Task goal - Pull out, word for word, the lines of the records that begin at the one containing "Segment every instance of the enclosure" and end after the one containing "97 63 L 97 61". Omit the pictures from your answer.

(Rows from a segmentation dataset)

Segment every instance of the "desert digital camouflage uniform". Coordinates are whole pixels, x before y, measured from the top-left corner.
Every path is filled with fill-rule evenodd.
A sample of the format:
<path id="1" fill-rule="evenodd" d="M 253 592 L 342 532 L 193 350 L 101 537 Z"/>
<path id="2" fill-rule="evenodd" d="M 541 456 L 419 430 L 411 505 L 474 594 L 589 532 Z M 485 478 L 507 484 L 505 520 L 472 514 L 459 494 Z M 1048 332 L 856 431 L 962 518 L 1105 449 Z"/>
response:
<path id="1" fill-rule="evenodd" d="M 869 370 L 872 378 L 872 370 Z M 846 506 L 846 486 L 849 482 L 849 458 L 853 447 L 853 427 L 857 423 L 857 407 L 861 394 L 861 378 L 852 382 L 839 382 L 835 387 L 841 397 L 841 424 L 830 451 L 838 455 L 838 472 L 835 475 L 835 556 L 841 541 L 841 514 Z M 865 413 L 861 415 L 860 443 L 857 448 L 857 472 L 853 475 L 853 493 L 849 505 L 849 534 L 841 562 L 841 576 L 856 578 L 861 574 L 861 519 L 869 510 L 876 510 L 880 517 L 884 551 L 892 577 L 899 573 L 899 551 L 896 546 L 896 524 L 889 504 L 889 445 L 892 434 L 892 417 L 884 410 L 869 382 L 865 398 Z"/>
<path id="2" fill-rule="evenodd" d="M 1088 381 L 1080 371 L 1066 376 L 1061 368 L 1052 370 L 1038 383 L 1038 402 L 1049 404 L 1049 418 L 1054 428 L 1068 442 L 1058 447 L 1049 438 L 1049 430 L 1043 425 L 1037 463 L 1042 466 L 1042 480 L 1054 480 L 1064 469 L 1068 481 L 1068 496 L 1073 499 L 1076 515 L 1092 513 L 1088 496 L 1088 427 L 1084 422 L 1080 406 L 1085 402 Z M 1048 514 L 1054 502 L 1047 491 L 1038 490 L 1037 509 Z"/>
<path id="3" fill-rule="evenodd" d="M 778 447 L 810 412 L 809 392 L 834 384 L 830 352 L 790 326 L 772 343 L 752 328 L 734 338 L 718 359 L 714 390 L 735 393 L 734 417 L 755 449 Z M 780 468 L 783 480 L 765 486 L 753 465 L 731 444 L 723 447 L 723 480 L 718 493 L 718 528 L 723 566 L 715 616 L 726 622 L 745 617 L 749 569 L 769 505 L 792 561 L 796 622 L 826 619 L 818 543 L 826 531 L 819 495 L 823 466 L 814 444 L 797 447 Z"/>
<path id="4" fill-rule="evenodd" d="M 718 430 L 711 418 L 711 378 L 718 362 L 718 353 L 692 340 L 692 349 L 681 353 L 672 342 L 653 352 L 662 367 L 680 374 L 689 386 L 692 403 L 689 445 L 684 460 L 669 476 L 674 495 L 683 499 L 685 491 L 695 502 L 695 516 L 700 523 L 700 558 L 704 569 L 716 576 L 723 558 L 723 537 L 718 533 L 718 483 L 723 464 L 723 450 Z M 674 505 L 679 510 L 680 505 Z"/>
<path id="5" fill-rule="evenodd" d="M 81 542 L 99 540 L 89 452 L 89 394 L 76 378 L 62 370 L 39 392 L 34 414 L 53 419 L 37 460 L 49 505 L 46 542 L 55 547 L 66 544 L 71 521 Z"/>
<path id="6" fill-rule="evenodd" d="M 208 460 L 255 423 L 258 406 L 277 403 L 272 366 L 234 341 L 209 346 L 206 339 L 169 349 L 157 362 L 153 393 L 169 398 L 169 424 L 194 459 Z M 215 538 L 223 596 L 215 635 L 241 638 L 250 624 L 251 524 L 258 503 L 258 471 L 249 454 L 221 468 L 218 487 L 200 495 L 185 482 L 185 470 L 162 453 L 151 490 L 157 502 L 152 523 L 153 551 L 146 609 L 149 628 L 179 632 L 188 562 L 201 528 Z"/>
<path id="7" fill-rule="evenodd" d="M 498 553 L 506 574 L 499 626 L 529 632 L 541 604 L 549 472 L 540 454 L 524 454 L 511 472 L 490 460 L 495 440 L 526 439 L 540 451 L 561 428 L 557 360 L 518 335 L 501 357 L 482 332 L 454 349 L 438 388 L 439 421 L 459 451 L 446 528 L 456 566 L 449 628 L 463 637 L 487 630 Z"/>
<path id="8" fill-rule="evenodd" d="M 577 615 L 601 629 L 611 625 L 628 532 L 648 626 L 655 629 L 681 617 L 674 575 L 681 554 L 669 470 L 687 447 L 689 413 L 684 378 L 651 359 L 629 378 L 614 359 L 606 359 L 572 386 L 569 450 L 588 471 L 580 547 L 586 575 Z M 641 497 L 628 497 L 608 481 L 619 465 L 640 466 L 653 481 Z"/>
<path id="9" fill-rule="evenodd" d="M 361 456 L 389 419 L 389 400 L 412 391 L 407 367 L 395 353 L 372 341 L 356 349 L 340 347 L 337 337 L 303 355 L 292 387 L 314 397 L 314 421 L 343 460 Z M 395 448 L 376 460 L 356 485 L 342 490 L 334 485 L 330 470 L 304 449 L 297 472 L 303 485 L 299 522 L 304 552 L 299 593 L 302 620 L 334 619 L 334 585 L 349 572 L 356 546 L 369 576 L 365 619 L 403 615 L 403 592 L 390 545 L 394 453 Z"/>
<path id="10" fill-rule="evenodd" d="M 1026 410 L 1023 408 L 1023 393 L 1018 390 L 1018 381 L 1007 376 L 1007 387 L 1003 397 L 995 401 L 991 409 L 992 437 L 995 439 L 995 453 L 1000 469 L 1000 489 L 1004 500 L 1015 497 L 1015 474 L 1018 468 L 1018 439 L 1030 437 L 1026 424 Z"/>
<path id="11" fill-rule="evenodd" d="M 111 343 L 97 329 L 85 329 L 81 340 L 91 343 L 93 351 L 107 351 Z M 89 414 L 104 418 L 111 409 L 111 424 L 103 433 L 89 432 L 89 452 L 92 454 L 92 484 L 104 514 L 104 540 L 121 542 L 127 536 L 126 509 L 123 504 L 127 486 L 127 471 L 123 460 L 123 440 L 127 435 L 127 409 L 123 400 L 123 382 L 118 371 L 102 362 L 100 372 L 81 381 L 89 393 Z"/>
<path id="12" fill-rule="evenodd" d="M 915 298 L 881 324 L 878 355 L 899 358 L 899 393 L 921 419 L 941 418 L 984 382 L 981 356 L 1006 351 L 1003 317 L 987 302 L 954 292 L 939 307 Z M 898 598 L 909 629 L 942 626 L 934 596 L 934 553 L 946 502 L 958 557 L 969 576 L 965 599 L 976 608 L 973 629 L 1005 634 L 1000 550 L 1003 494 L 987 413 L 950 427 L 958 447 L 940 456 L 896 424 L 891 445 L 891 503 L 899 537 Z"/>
...
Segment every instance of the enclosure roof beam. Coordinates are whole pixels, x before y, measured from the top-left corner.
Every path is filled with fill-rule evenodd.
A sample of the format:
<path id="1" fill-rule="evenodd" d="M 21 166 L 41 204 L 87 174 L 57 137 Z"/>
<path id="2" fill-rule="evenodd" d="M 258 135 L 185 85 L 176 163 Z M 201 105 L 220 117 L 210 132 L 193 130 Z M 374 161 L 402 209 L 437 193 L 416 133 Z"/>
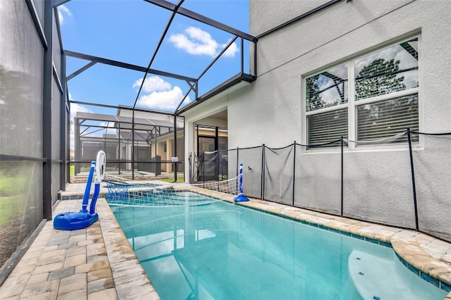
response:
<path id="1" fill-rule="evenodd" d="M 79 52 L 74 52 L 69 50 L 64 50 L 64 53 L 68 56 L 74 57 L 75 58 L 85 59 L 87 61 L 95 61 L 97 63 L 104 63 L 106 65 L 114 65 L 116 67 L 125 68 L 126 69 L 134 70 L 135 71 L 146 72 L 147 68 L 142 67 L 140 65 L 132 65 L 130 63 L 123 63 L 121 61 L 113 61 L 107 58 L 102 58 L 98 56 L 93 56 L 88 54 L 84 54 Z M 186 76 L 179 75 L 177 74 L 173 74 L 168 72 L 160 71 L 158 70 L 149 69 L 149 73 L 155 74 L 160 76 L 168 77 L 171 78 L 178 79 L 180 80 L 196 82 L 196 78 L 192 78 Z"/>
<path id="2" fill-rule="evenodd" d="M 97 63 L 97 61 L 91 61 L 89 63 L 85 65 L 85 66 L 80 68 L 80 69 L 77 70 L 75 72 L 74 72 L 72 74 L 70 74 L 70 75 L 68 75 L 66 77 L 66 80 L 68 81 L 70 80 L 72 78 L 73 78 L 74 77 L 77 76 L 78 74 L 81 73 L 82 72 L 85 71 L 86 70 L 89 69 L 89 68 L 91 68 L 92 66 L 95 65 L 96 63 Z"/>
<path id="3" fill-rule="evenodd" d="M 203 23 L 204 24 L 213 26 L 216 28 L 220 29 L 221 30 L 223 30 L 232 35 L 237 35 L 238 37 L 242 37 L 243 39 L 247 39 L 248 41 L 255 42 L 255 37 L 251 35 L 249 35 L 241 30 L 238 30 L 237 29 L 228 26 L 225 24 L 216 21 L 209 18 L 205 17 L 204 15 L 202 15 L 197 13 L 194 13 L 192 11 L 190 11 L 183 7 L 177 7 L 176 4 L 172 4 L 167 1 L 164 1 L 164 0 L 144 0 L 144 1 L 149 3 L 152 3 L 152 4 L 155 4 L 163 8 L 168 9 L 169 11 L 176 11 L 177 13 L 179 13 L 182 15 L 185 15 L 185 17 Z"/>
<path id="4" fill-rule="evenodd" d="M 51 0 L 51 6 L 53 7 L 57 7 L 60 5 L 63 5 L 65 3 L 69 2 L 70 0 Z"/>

Response to this task -
Segment every instance of the enclosure roof beam. Coordinates are whole pixels, x before y, measured from the top-left corner.
Every path is filled with fill-rule evenodd.
A sample of the format:
<path id="1" fill-rule="evenodd" d="M 21 166 L 41 204 L 87 174 L 57 137 Z"/>
<path id="2" fill-rule="evenodd" d="M 258 135 L 185 85 L 176 163 Z M 201 105 L 220 117 L 210 132 L 193 130 Z M 374 161 L 402 209 L 437 193 L 416 133 Z"/>
response:
<path id="1" fill-rule="evenodd" d="M 79 52 L 74 52 L 69 50 L 64 50 L 64 53 L 68 56 L 74 57 L 75 58 L 85 59 L 87 61 L 95 61 L 97 63 L 104 63 L 106 65 L 114 65 L 116 67 L 125 68 L 126 69 L 134 70 L 135 71 L 146 72 L 147 68 L 142 67 L 140 65 L 132 65 L 130 63 L 123 63 L 121 61 L 113 61 L 107 58 L 102 58 L 98 56 L 93 56 L 88 54 L 84 54 Z M 186 76 L 179 75 L 177 74 L 173 74 L 168 72 L 160 71 L 158 70 L 149 69 L 149 73 L 155 74 L 160 76 L 168 77 L 171 78 L 178 79 L 180 80 L 196 82 L 196 78 L 192 78 Z"/>
<path id="2" fill-rule="evenodd" d="M 97 63 L 97 61 L 91 61 L 89 63 L 85 65 L 85 66 L 80 68 L 80 69 L 77 70 L 75 72 L 74 72 L 72 74 L 70 74 L 70 75 L 68 75 L 66 77 L 66 80 L 68 81 L 70 80 L 72 78 L 73 78 L 74 77 L 77 76 L 78 74 L 81 73 L 82 72 L 85 71 L 86 70 L 89 69 L 89 68 L 91 68 L 92 66 L 95 65 L 96 63 Z"/>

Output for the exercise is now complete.